**WHAT THIS TASK INVOLVES**
Copy the data below line for line, leaving out the pictures.

**RECORDS TO PROCESS**
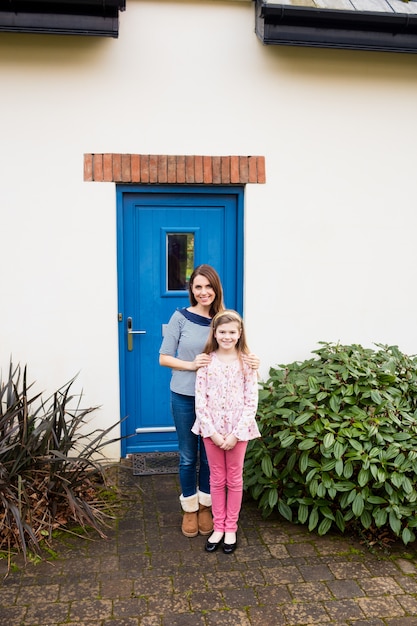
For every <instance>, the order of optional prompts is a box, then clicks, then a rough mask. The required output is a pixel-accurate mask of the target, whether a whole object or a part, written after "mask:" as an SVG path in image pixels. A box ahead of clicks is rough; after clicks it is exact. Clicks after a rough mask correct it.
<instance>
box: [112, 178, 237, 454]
mask: <svg viewBox="0 0 417 626" xmlns="http://www.w3.org/2000/svg"><path fill="white" fill-rule="evenodd" d="M117 209H118V281H119V285H118V291H119V351H120V390H121V391H120V393H121V403H120V404H121V417H122V418H123V417H125V416H127V417H126V419H125V420H124V422H123V424H122V434H123V435H132V434H134V433H136V431H137V430H138V429H139V432H138V433H137V434H134V436H129V437H127V438H125V439H123V441H122V456H126V454H131V453H135V452H149V451H172V450H176V449H177V437H176V433H175V431H174V430H173V421H172V417H171V413H170V408H169V381H170V375H171V372H170V370H169V369H167V368H164V367H161V366H160V365H159V362H158V359H159V347H160V344H161V341H162V334H163V328H164V324H166V323H167V322H168V320H169V318H170V317H171V315H172V313H173V312H174V311H175V309H176V308H178V307H184V306H188V305H189V298H188V291H187V279H188V278H189V274H190V271H191V270H192V268H193V267H195V266H197V265H199V264H200V263H208V264H210V265H212V266H213V267H215V268H216V269H217V271H218V273H219V275H220V278H221V279H222V283H223V288H224V293H225V301H226V306H227V307H229V308H234V309H237V310H239V311H240V312H241V313H242V287H243V284H242V283H243V276H242V268H243V192H242V189H241V188H233V187H225V188H219V187H216V188H214V187H213V188H212V187H183V188H178V187H177V186H176V187H172V188H167V187H152V188H151V187H138V188H133V187H131V186H129V187H125V186H120V187H118V189H117ZM169 429H171V431H170V430H169Z"/></svg>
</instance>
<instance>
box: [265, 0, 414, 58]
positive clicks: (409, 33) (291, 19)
mask: <svg viewBox="0 0 417 626" xmlns="http://www.w3.org/2000/svg"><path fill="white" fill-rule="evenodd" d="M255 30H256V34H257V35H258V37H259V38H260V39H261V41H262V42H263V43H264V44H267V45H290V46H312V47H324V48H344V49H351V50H352V49H357V50H379V51H390V52H409V53H417V15H410V14H408V13H381V12H371V11H366V12H362V11H347V10H338V9H337V10H332V9H317V8H309V7H300V6H288V5H280V4H269V3H265V2H263V1H262V0H256V28H255Z"/></svg>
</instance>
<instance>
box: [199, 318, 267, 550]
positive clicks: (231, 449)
mask: <svg viewBox="0 0 417 626" xmlns="http://www.w3.org/2000/svg"><path fill="white" fill-rule="evenodd" d="M204 352H205V353H206V354H209V355H210V362H209V364H208V365H205V366H204V367H201V368H200V369H199V370H197V376H196V387H195V409H196V421H195V423H194V425H193V427H192V432H193V433H195V434H201V435H202V437H203V441H204V447H205V449H206V453H207V458H208V462H209V467H210V492H211V498H212V512H213V523H214V532H213V534H212V535H211V536H210V537H209V539H208V540H207V542H206V545H205V550H206V551H207V552H214V551H215V550H217V548H218V547H219V545H220V544H221V543H222V541H223V552H224V553H225V554H231V553H232V552H234V550H235V549H236V546H237V543H236V532H237V526H238V519H239V513H240V508H241V505H242V495H243V462H244V458H245V452H246V447H247V445H248V441H249V440H250V439H255V438H256V437H260V432H259V429H258V426H257V423H256V419H255V416H256V410H257V407H258V377H257V373H256V371H255V370H253V369H251V367H250V366H249V365H247V363H246V362H245V361H244V360H243V358H242V355H246V354H248V353H249V349H248V346H247V344H246V338H245V331H244V327H243V321H242V318H241V317H240V315H239V314H238V313H236V311H231V310H226V311H220V312H219V313H217V314H216V315H215V316H214V317H213V320H212V322H211V327H210V334H209V338H208V341H207V344H206V346H205V348H204Z"/></svg>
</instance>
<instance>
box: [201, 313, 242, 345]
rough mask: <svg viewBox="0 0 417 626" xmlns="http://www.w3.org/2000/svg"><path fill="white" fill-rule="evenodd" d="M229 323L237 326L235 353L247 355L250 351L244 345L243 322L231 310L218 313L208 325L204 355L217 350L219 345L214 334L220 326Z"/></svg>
mask: <svg viewBox="0 0 417 626" xmlns="http://www.w3.org/2000/svg"><path fill="white" fill-rule="evenodd" d="M229 322H236V323H237V324H238V326H239V330H240V337H239V339H238V342H237V344H236V349H237V351H238V352H239V353H240V354H249V352H250V350H249V346H248V344H247V343H246V334H245V327H244V324H243V320H242V318H241V317H240V315H239V313H238V312H237V311H233V310H232V309H226V310H225V311H220V312H219V313H217V314H216V315H215V316H214V317H213V319H212V320H211V324H210V332H209V336H208V339H207V343H206V345H205V346H204V350H203V352H205V353H206V354H210V353H211V352H215V351H216V350H217V349H218V347H219V344H218V342H217V339H216V337H215V336H214V333H215V332H216V330H217V328H218V327H219V326H221V325H222V324H228V323H229Z"/></svg>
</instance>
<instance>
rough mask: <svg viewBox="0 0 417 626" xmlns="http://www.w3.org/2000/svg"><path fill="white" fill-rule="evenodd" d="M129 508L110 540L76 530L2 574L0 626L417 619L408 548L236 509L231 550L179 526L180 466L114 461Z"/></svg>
mask: <svg viewBox="0 0 417 626" xmlns="http://www.w3.org/2000/svg"><path fill="white" fill-rule="evenodd" d="M121 475H122V479H121V482H122V485H123V488H124V491H125V492H126V495H127V496H128V507H127V508H126V511H125V513H123V515H122V516H121V519H120V520H119V521H118V524H117V528H116V529H115V530H114V531H113V532H111V533H110V537H109V539H107V540H102V539H97V538H95V540H94V541H90V540H85V539H80V538H72V539H71V540H70V541H69V542H68V541H67V542H66V543H65V544H64V545H60V546H59V552H58V557H57V558H54V559H51V560H50V562H46V561H43V562H41V563H39V564H29V565H28V566H27V567H26V568H19V570H18V571H12V572H11V573H10V574H9V576H7V577H6V578H4V579H3V575H4V574H5V572H6V564H5V563H4V562H3V561H0V626H17V625H19V626H58V625H61V624H65V625H70V626H81V625H82V626H191V625H192V626H261V625H262V626H284V625H285V626H304V625H312V624H319V625H325V624H338V625H339V626H343V625H346V626H347V625H349V626H365V625H366V626H417V552H416V546H411V547H410V546H408V547H403V546H401V545H398V546H395V549H394V550H393V553H392V554H391V555H382V554H379V555H378V554H371V553H370V552H369V551H368V549H367V548H366V547H364V546H361V545H360V544H359V543H356V542H354V541H352V540H350V539H348V538H344V537H339V536H331V537H329V536H327V535H326V536H325V537H317V536H315V535H312V534H309V533H308V531H307V530H306V529H305V528H303V527H299V526H294V525H291V524H289V523H287V522H283V521H282V520H280V519H277V518H274V519H267V520H263V519H262V518H261V516H260V514H259V512H258V510H257V509H256V507H255V506H254V505H253V503H251V502H250V501H245V502H244V505H243V509H242V514H241V520H240V530H239V534H238V541H239V546H238V549H237V550H236V552H235V553H234V554H232V555H225V554H223V552H222V551H218V552H216V553H215V554H207V553H205V552H204V543H205V538H204V537H201V536H199V537H196V538H195V539H187V538H185V537H183V536H182V534H181V531H180V528H179V524H180V512H179V503H178V492H179V488H178V477H177V476H176V475H160V476H140V477H138V476H133V475H132V472H131V470H129V468H121Z"/></svg>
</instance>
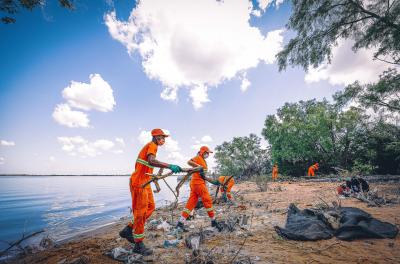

**ANSWER BOX**
For every <instance>, the order of optional prompts is a box, then clicks, then a rough mask. The required output is a pixel-accurate mask of the target, whether a whole object or a part, written after "mask:" as an SVG path in image pixels. A box ahead of clicks is rough; after clicks it is exact. Clicks after a rough mask correct it.
<instance>
box: [112, 178, 237, 454]
mask: <svg viewBox="0 0 417 626" xmlns="http://www.w3.org/2000/svg"><path fill="white" fill-rule="evenodd" d="M117 209H118V281H119V285H118V291H119V351H120V390H121V391H120V393H121V403H120V404H121V417H122V418H123V417H125V416H127V417H126V419H125V420H124V422H123V424H122V434H123V435H132V434H134V433H136V431H137V430H138V429H139V432H138V433H137V434H134V436H129V437H127V438H125V439H123V441H122V456H126V454H131V453H135V452H149V451H172V450H176V449H177V437H176V433H175V431H174V430H173V421H172V417H171V413H170V408H169V381H170V375H171V372H170V370H169V369H167V368H164V367H161V366H160V365H159V362H158V359H159V347H160V344H161V341H162V334H163V328H164V324H166V323H167V322H168V320H169V318H170V317H171V315H172V313H173V312H174V311H175V309H176V308H178V307H184V306H188V305H189V298H188V291H187V279H188V278H189V274H190V271H191V270H192V268H193V267H195V266H197V265H199V264H200V263H208V264H210V265H212V266H213V267H215V268H216V269H217V271H218V273H219V275H220V278H221V279H222V283H223V288H224V293H225V301H226V306H227V307H229V308H234V309H237V310H239V311H240V312H241V313H242V287H243V284H242V283H243V276H242V268H243V192H242V189H241V188H233V187H225V188H219V187H216V188H214V187H213V188H212V187H183V188H178V187H177V186H176V187H172V188H167V187H152V188H151V187H138V188H133V187H131V186H129V187H125V186H120V187H118V189H117ZM169 429H171V431H170V430H169Z"/></svg>
</instance>
<instance>
box: [265, 0, 414, 58]
positive clicks: (409, 33) (291, 19)
mask: <svg viewBox="0 0 417 626" xmlns="http://www.w3.org/2000/svg"><path fill="white" fill-rule="evenodd" d="M255 30H256V34H257V35H258V37H259V38H260V39H261V41H262V42H263V43H264V44H267V45H290V46H312V47H324V48H344V49H351V50H352V49H357V50H379V51H390V52H409V53H417V15H410V14H408V13H381V12H371V11H366V12H362V11H347V10H338V9H337V10H332V9H317V8H309V7H300V6H288V5H280V4H269V3H265V2H263V1H262V0H256V28H255Z"/></svg>
</instance>
<instance>
box: [199, 318, 267, 550]
positive clicks: (231, 449)
mask: <svg viewBox="0 0 417 626" xmlns="http://www.w3.org/2000/svg"><path fill="white" fill-rule="evenodd" d="M204 352H205V353H206V354H209V355H210V362H209V364H208V365H205V366H204V367H201V368H200V369H199V370H197V376H196V387H195V409H196V421H195V423H194V425H193V427H192V432H193V433H195V434H201V435H202V437H203V441H204V447H205V449H206V453H207V458H208V462H209V467H210V492H211V498H212V512H213V523H214V532H213V534H212V535H211V536H210V537H209V539H208V540H207V542H206V545H205V550H206V551H207V552H214V551H215V550H217V548H218V547H219V545H220V544H221V543H222V541H223V552H224V553H225V554H231V553H232V552H234V550H235V549H236V546H237V543H236V532H237V526H238V519H239V513H240V508H241V505H242V495H243V462H244V458H245V452H246V447H247V445H248V441H249V440H250V439H255V438H256V437H260V432H259V429H258V426H257V423H256V419H255V416H256V410H257V407H258V377H257V373H256V371H255V370H253V369H251V367H250V366H249V365H247V363H246V362H245V361H244V360H243V358H242V355H246V354H248V353H249V349H248V346H247V344H246V338H245V331H244V327H243V321H242V318H241V317H240V315H239V314H238V313H236V311H231V310H226V311H220V312H219V313H217V314H216V315H215V316H214V317H213V320H212V322H211V327H210V334H209V338H208V341H207V344H206V346H205V348H204Z"/></svg>
</instance>
<instance>
box: [201, 313, 242, 345]
rough mask: <svg viewBox="0 0 417 626" xmlns="http://www.w3.org/2000/svg"><path fill="white" fill-rule="evenodd" d="M229 323L237 326L235 353L247 355L250 351L244 345L243 322L231 310L218 313L208 325L204 355L217 350L219 345L214 334L220 326Z"/></svg>
mask: <svg viewBox="0 0 417 626" xmlns="http://www.w3.org/2000/svg"><path fill="white" fill-rule="evenodd" d="M229 322H236V323H237V324H238V326H239V330H240V337H239V339H238V342H237V344H236V349H237V351H238V352H239V353H240V354H249V352H250V350H249V346H248V344H247V343H246V334H245V327H244V324H243V320H242V318H241V317H240V315H239V313H238V312H237V311H233V310H232V309H226V310H225V311H220V312H219V313H217V314H216V315H215V316H214V317H213V319H212V320H211V324H210V332H209V336H208V339H207V343H206V345H205V346H204V350H203V352H205V353H206V354H210V353H211V352H215V351H216V350H217V349H218V347H219V344H218V342H217V339H216V337H215V336H214V333H215V332H216V330H217V328H218V327H219V326H221V325H222V324H228V323H229Z"/></svg>
</instance>
<instance>
rough mask: <svg viewBox="0 0 417 626" xmlns="http://www.w3.org/2000/svg"><path fill="white" fill-rule="evenodd" d="M129 508L110 540L76 530L2 574L0 626L417 619L408 548L236 509L231 550L179 526L180 466L114 461Z"/></svg>
mask: <svg viewBox="0 0 417 626" xmlns="http://www.w3.org/2000/svg"><path fill="white" fill-rule="evenodd" d="M121 475H122V479H121V482H122V485H123V488H124V491H125V492H126V495H127V496H128V507H127V508H126V511H125V513H123V515H122V516H121V519H120V520H119V521H118V524H117V528H116V529H115V530H114V531H113V532H111V533H110V537H109V539H107V540H102V539H97V538H95V540H94V541H90V540H85V539H80V538H72V539H71V540H70V541H69V542H68V541H67V542H66V543H65V544H64V545H60V546H59V552H58V557H57V558H54V559H51V560H50V562H46V561H43V562H41V563H39V564H29V565H28V566H27V567H26V568H19V570H18V571H12V572H11V573H10V574H9V576H7V577H6V578H4V579H3V575H4V574H5V572H6V564H5V563H4V562H3V561H0V626H17V625H19V626H58V625H61V624H65V625H70V626H81V625H82V626H191V625H192V626H261V625H262V626H284V625H285V626H304V625H312V624H319V625H325V624H338V625H339V626H343V625H346V626H347V625H349V626H365V625H366V626H417V552H416V546H411V547H410V546H408V547H403V546H401V545H398V546H395V549H394V550H393V553H392V554H391V555H382V554H379V555H378V554H371V553H370V552H369V551H368V549H367V548H366V547H364V546H361V545H360V544H359V543H356V542H354V541H352V540H350V539H348V538H344V537H339V536H331V537H329V536H327V535H326V536H325V537H317V536H315V535H312V534H309V533H308V531H307V530H306V529H305V528H303V527H299V526H294V525H291V524H289V523H287V522H283V521H282V520H280V519H277V518H274V519H267V520H263V519H262V518H261V516H260V514H259V512H258V510H257V509H256V507H255V506H254V505H253V503H251V502H250V501H245V502H244V505H243V509H242V514H241V520H240V530H239V534H238V541H239V546H238V549H237V550H236V552H235V553H234V554H232V555H225V554H223V552H222V551H218V552H216V553H215V554H207V553H205V552H204V543H205V538H204V537H201V536H199V537H196V538H195V539H187V538H185V537H183V536H182V534H181V531H180V528H179V524H180V512H179V503H178V492H179V488H178V477H177V476H176V475H160V476H140V477H138V476H133V475H132V472H131V470H129V468H121Z"/></svg>
</instance>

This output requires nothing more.